Write the listing out again, exactly as it reads below.

» DATASET RECORDS
BEGIN
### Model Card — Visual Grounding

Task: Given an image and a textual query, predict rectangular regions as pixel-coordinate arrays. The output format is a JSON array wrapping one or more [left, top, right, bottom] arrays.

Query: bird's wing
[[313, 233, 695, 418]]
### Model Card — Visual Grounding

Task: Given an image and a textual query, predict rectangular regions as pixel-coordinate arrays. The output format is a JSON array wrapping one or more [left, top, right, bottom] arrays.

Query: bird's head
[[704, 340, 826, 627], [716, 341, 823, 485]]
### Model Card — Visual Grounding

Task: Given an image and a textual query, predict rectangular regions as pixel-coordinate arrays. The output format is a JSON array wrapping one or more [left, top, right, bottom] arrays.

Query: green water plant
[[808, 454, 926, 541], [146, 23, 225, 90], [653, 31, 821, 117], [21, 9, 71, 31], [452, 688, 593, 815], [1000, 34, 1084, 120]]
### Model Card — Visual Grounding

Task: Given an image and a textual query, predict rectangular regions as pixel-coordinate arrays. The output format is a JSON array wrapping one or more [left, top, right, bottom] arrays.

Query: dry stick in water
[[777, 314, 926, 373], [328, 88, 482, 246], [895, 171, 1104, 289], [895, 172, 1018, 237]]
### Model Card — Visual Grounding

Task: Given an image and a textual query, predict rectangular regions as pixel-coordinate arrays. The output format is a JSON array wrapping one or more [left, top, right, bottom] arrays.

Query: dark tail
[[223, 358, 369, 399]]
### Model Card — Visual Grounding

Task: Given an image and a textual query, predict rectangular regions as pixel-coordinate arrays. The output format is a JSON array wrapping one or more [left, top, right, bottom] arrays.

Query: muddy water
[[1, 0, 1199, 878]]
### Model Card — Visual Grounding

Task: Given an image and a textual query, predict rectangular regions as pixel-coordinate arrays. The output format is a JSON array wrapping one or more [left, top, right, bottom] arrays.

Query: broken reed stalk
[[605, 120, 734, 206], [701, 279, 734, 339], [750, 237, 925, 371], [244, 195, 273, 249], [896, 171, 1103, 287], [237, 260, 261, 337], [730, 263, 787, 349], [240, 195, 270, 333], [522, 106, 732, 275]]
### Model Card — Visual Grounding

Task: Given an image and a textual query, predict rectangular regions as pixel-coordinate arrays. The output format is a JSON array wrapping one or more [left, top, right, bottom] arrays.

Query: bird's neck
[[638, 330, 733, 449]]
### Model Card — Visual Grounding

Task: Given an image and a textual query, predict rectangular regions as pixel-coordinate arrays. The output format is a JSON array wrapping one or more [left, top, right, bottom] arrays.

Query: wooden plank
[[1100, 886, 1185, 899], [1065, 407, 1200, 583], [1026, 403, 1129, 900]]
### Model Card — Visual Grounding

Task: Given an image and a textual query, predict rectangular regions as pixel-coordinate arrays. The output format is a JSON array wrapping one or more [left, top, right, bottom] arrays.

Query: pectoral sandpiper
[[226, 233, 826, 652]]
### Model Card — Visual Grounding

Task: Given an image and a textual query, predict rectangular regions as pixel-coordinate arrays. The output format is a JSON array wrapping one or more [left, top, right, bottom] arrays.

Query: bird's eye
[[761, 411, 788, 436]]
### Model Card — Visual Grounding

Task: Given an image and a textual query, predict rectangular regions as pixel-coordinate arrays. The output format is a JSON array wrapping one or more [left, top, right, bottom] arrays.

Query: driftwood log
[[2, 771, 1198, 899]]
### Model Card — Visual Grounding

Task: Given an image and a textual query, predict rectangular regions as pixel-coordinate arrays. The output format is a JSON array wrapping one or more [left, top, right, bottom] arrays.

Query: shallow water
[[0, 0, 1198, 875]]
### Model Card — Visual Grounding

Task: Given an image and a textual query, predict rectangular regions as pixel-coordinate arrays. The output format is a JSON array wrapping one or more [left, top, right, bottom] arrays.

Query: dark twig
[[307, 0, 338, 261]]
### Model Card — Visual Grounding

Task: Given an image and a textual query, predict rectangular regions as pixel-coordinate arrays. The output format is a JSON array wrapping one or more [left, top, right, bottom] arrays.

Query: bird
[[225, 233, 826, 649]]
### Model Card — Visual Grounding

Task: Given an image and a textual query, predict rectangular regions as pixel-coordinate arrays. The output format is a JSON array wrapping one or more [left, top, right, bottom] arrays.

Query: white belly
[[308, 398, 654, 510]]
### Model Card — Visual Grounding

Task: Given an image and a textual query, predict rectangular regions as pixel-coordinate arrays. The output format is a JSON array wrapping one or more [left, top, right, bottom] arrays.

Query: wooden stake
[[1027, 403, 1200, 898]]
END
» YOUR RESPONSE
### Model Card — Visual Grounding

Task: Given an image and a textual query, predict rectangular regions as pixel-coordinate arrays. The output format is a JSON array wrapping one or more [left, top, right, bottom] arrays.

Query: bird's wing
[[313, 233, 695, 418]]
### Model Card — Visual Grounding

Task: Given an image and a textual query, predict rectangular regions as pixel-coordinate arrays. The output format is a JSON array wrapping one or more [left, top, right, bottom] arrays.

Query: bird's head
[[704, 340, 826, 627], [716, 341, 823, 485]]
### Model Card — Visual Grounding

Task: Given an image and a textual query, predict rectangular regions as pixel-coordinate arrays. The output format is a JSON array wrapping one or more [left, top, right, bottom] arrays.

Query: green water plant
[[808, 454, 926, 541], [146, 23, 225, 90], [653, 31, 821, 117], [21, 9, 71, 31], [452, 688, 593, 815], [1000, 34, 1084, 120]]
### Model Card — Visual Grounding

Task: Given an image and a textual query, predict rectangular regions as pixel-coordinate arrays. The output format is a JSON array wrapping one or more [left, top, right, bottom] arrays.

Query: dry stick in water
[[777, 314, 926, 373], [328, 88, 482, 246], [895, 171, 1104, 289], [895, 172, 1018, 237]]
### Model Card — Visual Grounding

Task: Given an image and a textual query, predict rectangular regions as pixel-coordinate arrays. The output format is a JSON array wrapping one or more [left, top, right, bottom] arrays.

Query: dark tail
[[223, 358, 369, 399]]
### Model Card — Visual Grounding

Task: Given an image and a textual query, predict rectangular regions as pixel-coordinate arrays. The output format is a JSON array wrapping one or more [left, top, right, bottom] arrays.

Query: muddy water
[[1, 0, 1199, 878]]
### Model Card — Visual Grounding

Task: Given an image and a textual query, predict rectangular regions as pixel-coordinate arrays. The output format is a JSON array wrapping one or more [left, top, right, bottom] arrays.

Query: broken reed stalk
[[605, 120, 734, 206], [701, 279, 734, 339], [750, 237, 925, 371], [244, 195, 273, 249], [896, 171, 1103, 287], [237, 260, 261, 337], [730, 263, 787, 349], [240, 195, 270, 333], [522, 106, 732, 275]]
### Model Card — Visual Grounding

Task: Given an image and a textual query, predict rectangular regions as pixel-coordinate arrays. The output format is a JSON array wrapping one or more [left, top, right, bottom] arrays.

Query: bird's neck
[[638, 330, 733, 449]]
### Model Card — Visual Grounding

Task: Given an image and a textual query, predict rectangular regions as pixel-coordinate arrays. The output format is a JSON array wrapping one or more [left, top, right, bottom] arrays.

Query: wooden plank
[[1100, 886, 1185, 899], [1065, 407, 1200, 583], [1026, 403, 1129, 900]]
### Model Card — Visual Grounding

Task: Given an image and a textual query, predict rectangular regions as pixel-coordinate arrays. The output format is a JSON array wrapping one or more [left, top, right, bottom] arrays.

Query: pectoral sandpiper
[[226, 233, 826, 652]]
### Model Card — Visual Grounding

Task: Given an image and a textual query, predict rectangular regions as pixel-coordinate arrays. The output format is a JSON array wrapping one or more [left, top, right, bottom] arrays.

Query: bird's eye
[[761, 411, 788, 436]]
### Model Card — Visual Grounding

Task: Given an image and a textual query, predict rectangular regions as pixel-coordinate arrays. The output format is a JSON array wrapping one or more [left, top, right, bottom] arrays.

Query: driftwood log
[[2, 771, 1198, 899]]
### Model Card — Visual Grounding

Task: Given an image and a textual query, predict rectangular regions as pixel-coordinate arrays. The output format is a JSON array wrapping one or more [left, top, right, bottom] arrays.

Query: shallow water
[[0, 0, 1198, 875]]
### Model Card — Visual Grounding

Task: Given an image and a textual query, predict rectangular regions as pixel-coordinate arrays. The output format is a JSON array wrapping one or more [left, top, right, bottom] arrays.

Query: dark twig
[[307, 0, 338, 261]]
### Model Card — Visual Grounding

Task: Given an image and a textual query, predict rectangular regions as pixel-coordinate arrays. The output format is a JSON array wrapping one or more [left, top, right, bottom] arrays.

Query: bird
[[225, 233, 826, 649]]
### Model Card — Visual Grounding

Task: Given an image and a textual query, predict rectangular regions as pixel-coordinate arrays. The output format is a JSON array wrapping one or more [left, top, right, bottom] arrays.

Query: white belly
[[308, 398, 654, 510]]
### Model Card — Visual Grounding

Task: Given an image and a textual query, predict rectangular regions as pixel-coordinate arrays. The output format is a JSON array wrapping one or more [left, top, right, bottom] arrays.

Query: wooden stake
[[1027, 403, 1200, 898]]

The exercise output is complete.